- _Extrait choisi_:
La mort inattendue du nourrisson (MIN) correspond au décès brutal d’un enfant de moins de 2 ans, jusqu’alors bien portant, survenant alors que rien dans ses antécédents connus ne pouvait le laisser prévoir.
En France, chaque année, environ 300 bébés décèdent de mort inattendue du nourrisson. Il s’agit de la première cause de décès entre l’âge d’un mois et un an, dont les trois-quarts ont lieu avant l’âge de 6 mois.
La France est l’un des pays européens où la prévalence est la plus élevée. Malgré une diminution de plus de 75% du nombre de décès suite aux campagnes nationales « je dors sur le dos » et aux conseils de prévention autour du couchage dans les années 1990, le nombre de décès stagne depuis les années 2000.
On estime actuellement qu’encore 50% des cas de MIN seraient évitables en respectant les mesures de prévention recommandées notamment en termes d’environnement et de couchage.
Ces principaux facteurs de risque sont bien identifiés et accessibles à la prévention. Il s’agit du couchage sur le ventre (diminution de 75% des décès avec un couchage sur le dos) et du tabagisme maternel pendant la grossesse (risque de MIN x13).

- _Données sources_:

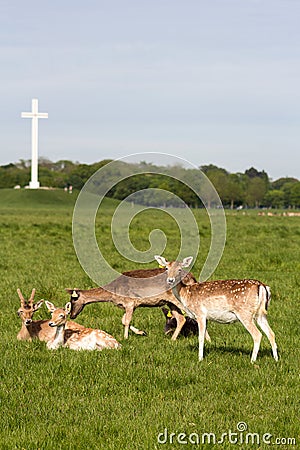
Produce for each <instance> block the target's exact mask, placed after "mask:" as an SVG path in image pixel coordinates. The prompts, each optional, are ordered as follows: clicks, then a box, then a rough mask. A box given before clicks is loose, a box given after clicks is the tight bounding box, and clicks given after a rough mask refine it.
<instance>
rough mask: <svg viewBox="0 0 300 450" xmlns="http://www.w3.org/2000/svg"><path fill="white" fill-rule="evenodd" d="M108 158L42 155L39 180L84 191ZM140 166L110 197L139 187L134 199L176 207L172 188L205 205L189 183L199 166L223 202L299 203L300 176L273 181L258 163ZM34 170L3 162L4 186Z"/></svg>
mask: <svg viewBox="0 0 300 450" xmlns="http://www.w3.org/2000/svg"><path fill="white" fill-rule="evenodd" d="M110 161H111V160H103V161H100V162H97V163H94V164H81V163H75V162H72V161H67V160H61V161H57V162H52V161H49V160H48V159H46V158H40V160H39V181H40V183H41V186H48V187H53V188H66V187H69V186H72V187H73V189H77V190H80V189H81V188H82V187H83V186H84V184H85V183H86V181H87V180H88V179H89V178H90V177H91V176H92V175H93V174H94V173H95V172H96V171H97V170H98V169H100V168H101V167H103V166H105V165H106V164H107V163H109V162H110ZM141 165H142V167H143V174H142V175H133V176H131V177H129V178H126V179H125V180H123V181H121V182H119V183H118V184H117V185H115V186H114V187H113V188H112V189H111V190H110V191H109V192H108V196H109V197H112V198H115V199H119V200H123V199H125V198H127V197H128V195H130V194H133V193H135V192H136V194H135V196H134V197H133V198H134V201H136V202H137V203H142V204H147V205H153V206H159V205H161V204H163V205H165V206H178V205H176V202H178V199H177V200H176V198H175V197H174V195H171V193H173V194H175V195H176V196H177V197H179V198H180V199H182V200H183V201H184V202H185V203H186V204H187V205H189V206H191V207H203V204H201V200H199V198H198V196H197V195H196V194H195V193H194V192H193V191H192V190H191V189H189V188H188V180H189V179H191V178H193V179H197V175H199V172H200V171H201V172H202V173H204V174H205V175H206V176H207V177H208V178H209V180H210V181H211V182H212V184H213V185H214V187H215V189H216V190H217V192H218V194H219V196H220V198H221V201H222V203H223V205H224V206H225V207H228V208H231V209H233V208H237V207H249V208H261V207H266V208H300V181H299V180H298V179H296V178H291V177H285V178H279V179H278V180H275V181H272V180H271V179H270V178H269V176H268V174H267V173H266V172H265V171H258V170H257V169H255V168H254V167H251V168H250V169H248V170H246V171H245V172H244V173H230V172H228V171H227V170H226V169H224V168H220V167H217V166H215V165H213V164H210V165H204V166H200V167H199V169H186V168H184V167H181V166H173V167H172V166H170V167H164V168H160V169H161V170H157V172H163V173H164V174H165V175H161V173H153V168H154V167H156V166H154V165H153V164H152V163H146V162H142V163H140V166H141ZM129 166H130V164H129ZM132 166H136V165H134V164H132ZM157 169H159V168H157ZM30 170H31V168H30V161H28V160H20V161H19V162H18V163H11V164H8V165H4V166H0V188H13V187H15V186H20V187H25V186H26V185H28V184H29V181H30ZM154 172H155V171H154ZM179 180H186V182H184V181H179ZM150 188H153V189H159V190H161V194H160V193H159V192H158V191H157V193H156V195H155V196H153V195H152V194H151V193H150V192H148V193H147V190H149V189H150ZM168 192H169V193H170V194H169V195H168ZM209 206H213V205H209Z"/></svg>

- _Consignes_:
- A) Selon l'extrait sur la mort inattendue du nourrisson, combien de bébés en meurent chaque année en France ?
- B) Poursuivez le texte sur la mort inattendue du nourrisson à partir de sa dernière phrase.

- _Réponses_:
- A) Environ 300 bébés par an.

- B)
Malheureusement, aucune campagne ou action d’ampleur sur ces thématiques n’a été mise en place par les pouvoirs publics depuis les années 1990 et les recommandations de la Haute Autorité de Santé de 2007.
Les actions et messages de prévention sont principalement portés par les centres de référence régionaux de la MIN et les associations de parents.
Depuis plus de 10 ans, le congrès national sur la MIN constitue chaque année un rendez-vous scientifique et institutionnel majeur, permettant le partage des connaissances, la diffusion des bonnes pratiques et la mise en réseau des acteurs impliqués.